===== Texto citado

Até onde me lembre, nunca ganhei um livro de presente na infância. Talvez por isso passasse meus recreios na Biblioteca da escola. Eu adorava ler as fábulas do La Fontaine. Não tanto pelas histórias, e mais pelos desenhos. Era uma coleção muito bonita de capa dura e as fábulas ficavam numa estante acessível. Eu nunca gostei de pedir ajuda para pegar livros no alto. Sei que hoje elas me parecem um pouco forçadas. Uma moral adulta para crianças, mas elas me ajudaram muito a manter a coerência num mar de ordens contrárias. "Por que o Betinho pode e eu não posso? Porque o Betinho é menino. Mas o que isso tem a ver? Ser mais forte e mijar em pé não vai ele melhor no video-game." :/

Não entendi. Nunca entendi a desigualdade entre os sexos e quando entendi, não concordei. Não faz o menor sentido. Como também não fazia o racismo.

Eu estava sentada dentro do carrinho de compras. Acho que tinha seis anos. O Betinho me empurrava. Estávamos brincando de corrida no supermercado.  De repente tivemos que parar e uma menina me olhou e me deu língua. Eu não entendi. O Betinho viu e e ficou indignado. A menina me deu língua de novo e me chamou de burra. Eu continuei passada. A menina nem me conhecia e já sabia que eu era burra. O Betinho, que devia ter uns sete anos e meio chamou ela de burra e... pretinha. Empurrou o carrinho e fomos embora. Eu continuava de boca aberta. "Betinho, porque você chamou aquela menina de pretinha?" "E eu lá ia deixar ela te dar língua? Aquela pretinha..." 

Eu nunca descobri o porque daquela menina ter me dado língua, mas entendi pouco tempo depois porque meu irmão chamou ela de "pretinha".

==========
===== Seção de dados

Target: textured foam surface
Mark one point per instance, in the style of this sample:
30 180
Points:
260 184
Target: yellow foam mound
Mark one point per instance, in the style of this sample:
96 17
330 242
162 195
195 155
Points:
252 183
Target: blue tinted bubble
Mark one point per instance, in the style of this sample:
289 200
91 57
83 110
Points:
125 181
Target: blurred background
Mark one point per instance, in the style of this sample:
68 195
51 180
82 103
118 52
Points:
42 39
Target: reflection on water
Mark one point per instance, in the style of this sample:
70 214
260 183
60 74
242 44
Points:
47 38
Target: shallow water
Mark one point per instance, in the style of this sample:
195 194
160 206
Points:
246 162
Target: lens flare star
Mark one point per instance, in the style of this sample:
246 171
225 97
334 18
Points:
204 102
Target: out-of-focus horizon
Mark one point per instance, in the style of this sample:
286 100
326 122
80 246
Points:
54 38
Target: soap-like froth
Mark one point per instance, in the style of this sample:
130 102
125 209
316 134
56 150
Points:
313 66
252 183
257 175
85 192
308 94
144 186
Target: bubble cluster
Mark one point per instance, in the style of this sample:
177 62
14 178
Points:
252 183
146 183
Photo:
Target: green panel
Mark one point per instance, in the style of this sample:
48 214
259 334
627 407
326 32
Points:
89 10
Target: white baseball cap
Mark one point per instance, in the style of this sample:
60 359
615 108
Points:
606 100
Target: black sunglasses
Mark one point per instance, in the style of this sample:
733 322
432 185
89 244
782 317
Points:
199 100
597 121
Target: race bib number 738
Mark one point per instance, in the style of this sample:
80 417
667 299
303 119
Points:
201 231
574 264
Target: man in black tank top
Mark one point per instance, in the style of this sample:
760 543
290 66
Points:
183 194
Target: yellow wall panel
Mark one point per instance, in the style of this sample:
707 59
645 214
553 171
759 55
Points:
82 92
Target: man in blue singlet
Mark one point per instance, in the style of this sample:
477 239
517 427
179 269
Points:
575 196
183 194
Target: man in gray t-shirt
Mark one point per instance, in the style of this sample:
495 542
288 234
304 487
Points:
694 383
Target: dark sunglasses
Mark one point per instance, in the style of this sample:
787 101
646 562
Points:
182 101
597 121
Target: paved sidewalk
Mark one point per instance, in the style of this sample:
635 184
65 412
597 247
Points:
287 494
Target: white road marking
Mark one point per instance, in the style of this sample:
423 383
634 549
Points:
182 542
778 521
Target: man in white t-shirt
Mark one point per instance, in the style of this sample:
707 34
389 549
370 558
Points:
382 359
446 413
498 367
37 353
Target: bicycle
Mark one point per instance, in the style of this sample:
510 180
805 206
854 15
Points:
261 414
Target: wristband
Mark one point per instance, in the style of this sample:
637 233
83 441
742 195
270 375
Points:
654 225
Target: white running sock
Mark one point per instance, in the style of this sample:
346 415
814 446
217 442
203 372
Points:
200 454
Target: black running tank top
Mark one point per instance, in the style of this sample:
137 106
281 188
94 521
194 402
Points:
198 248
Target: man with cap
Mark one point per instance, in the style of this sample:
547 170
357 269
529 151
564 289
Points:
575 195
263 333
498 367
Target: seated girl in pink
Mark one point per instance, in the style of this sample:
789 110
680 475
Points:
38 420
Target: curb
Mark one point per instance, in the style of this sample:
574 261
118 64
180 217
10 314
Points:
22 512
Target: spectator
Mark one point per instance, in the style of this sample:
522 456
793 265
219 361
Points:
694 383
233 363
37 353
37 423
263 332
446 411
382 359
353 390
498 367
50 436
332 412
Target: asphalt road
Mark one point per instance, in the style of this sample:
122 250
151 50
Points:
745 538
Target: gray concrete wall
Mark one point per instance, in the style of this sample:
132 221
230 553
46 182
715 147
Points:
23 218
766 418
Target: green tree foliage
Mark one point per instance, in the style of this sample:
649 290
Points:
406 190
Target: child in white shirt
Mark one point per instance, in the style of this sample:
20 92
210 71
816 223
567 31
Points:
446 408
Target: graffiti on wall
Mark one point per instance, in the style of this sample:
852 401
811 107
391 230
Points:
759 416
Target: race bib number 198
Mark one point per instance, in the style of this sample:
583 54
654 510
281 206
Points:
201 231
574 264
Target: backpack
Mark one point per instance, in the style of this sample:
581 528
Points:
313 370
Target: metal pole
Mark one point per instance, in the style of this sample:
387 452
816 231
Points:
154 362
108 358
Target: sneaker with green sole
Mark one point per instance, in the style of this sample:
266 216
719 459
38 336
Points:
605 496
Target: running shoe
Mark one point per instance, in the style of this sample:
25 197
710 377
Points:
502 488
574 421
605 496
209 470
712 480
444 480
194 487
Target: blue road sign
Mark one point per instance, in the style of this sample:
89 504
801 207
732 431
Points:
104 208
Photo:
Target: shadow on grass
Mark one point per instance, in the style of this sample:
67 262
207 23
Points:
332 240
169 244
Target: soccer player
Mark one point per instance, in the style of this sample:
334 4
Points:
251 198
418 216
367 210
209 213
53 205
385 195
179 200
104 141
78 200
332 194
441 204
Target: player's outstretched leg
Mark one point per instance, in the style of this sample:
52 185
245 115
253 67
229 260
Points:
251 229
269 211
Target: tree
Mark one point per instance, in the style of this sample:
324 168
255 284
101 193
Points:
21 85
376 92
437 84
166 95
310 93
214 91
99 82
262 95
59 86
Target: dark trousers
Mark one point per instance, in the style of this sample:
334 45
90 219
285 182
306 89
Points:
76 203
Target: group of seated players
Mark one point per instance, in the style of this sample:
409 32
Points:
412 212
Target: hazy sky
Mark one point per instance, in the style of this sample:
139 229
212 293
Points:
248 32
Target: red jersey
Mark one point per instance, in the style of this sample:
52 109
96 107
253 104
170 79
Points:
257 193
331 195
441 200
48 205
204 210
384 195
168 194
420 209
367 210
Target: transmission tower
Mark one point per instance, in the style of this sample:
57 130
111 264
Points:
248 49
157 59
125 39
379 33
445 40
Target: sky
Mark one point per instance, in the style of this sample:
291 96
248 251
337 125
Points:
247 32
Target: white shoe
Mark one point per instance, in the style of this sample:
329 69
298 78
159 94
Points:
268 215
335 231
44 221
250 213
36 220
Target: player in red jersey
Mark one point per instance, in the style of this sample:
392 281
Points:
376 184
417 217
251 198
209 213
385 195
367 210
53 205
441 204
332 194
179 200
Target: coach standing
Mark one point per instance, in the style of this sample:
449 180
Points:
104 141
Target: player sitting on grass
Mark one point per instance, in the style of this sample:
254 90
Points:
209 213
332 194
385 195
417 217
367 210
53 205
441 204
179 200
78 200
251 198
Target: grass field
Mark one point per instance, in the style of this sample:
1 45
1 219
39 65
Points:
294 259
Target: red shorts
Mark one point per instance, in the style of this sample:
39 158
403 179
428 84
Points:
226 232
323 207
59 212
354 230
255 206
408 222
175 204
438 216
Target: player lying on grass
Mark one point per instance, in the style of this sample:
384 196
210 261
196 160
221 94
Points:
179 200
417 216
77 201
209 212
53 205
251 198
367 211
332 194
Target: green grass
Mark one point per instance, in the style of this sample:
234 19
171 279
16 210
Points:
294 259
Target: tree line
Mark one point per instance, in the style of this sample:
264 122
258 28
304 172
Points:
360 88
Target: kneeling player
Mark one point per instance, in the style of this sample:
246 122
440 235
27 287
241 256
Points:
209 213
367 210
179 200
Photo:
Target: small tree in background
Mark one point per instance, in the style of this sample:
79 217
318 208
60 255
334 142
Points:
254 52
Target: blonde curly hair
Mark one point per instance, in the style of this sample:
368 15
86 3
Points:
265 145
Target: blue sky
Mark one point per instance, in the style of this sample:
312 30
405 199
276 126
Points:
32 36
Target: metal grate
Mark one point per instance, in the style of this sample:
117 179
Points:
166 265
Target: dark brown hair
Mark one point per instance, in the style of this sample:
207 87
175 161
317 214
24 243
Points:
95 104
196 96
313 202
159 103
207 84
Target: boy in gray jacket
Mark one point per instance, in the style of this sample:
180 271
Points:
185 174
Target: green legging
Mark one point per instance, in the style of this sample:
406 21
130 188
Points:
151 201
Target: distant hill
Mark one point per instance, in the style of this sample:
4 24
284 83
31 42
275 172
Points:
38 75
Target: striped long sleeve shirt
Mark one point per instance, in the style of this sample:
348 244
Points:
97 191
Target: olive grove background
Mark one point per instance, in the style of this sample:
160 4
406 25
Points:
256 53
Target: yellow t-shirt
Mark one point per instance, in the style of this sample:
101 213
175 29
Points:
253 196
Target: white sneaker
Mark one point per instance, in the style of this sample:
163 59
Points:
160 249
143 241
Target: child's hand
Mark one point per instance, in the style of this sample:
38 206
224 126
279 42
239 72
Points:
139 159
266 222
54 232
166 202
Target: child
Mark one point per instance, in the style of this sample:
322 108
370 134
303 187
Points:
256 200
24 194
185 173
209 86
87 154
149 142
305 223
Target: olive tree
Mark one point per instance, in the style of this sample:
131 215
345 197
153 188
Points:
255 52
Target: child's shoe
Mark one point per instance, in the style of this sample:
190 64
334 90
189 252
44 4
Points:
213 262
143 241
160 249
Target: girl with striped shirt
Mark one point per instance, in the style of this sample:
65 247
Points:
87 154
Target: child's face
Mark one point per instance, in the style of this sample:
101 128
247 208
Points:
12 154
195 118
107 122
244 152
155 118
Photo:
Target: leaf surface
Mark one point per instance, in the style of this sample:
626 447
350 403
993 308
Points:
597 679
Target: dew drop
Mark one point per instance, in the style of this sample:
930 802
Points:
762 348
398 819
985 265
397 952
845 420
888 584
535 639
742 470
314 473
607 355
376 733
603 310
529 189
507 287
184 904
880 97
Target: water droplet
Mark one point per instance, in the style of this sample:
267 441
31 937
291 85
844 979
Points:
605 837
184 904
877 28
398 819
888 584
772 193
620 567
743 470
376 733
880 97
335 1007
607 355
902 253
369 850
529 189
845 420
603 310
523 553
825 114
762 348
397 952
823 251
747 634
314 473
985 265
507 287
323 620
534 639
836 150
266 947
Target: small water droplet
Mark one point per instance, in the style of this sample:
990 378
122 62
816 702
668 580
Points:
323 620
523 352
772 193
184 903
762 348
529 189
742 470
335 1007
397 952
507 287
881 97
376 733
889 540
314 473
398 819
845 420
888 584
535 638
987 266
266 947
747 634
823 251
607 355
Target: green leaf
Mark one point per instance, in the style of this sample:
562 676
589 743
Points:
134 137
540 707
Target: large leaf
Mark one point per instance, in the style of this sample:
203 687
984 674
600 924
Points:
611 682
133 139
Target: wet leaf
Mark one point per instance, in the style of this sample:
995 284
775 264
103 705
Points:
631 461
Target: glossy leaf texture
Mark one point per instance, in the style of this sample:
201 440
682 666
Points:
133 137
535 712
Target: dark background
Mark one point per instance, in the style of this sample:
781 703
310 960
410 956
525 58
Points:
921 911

==========

**A fazer**
Copie cada pergunta que aparece entre aspas no relato. Baseie-se somente no relato.

**Solução do exercício**
- Por que o Betinho pode e eu não posso?
- Mas o que isso tem a ver?
- Betinho, porque você chamou aquela menina de pretinha?
- E eu lá ia deixar ela te dar língua?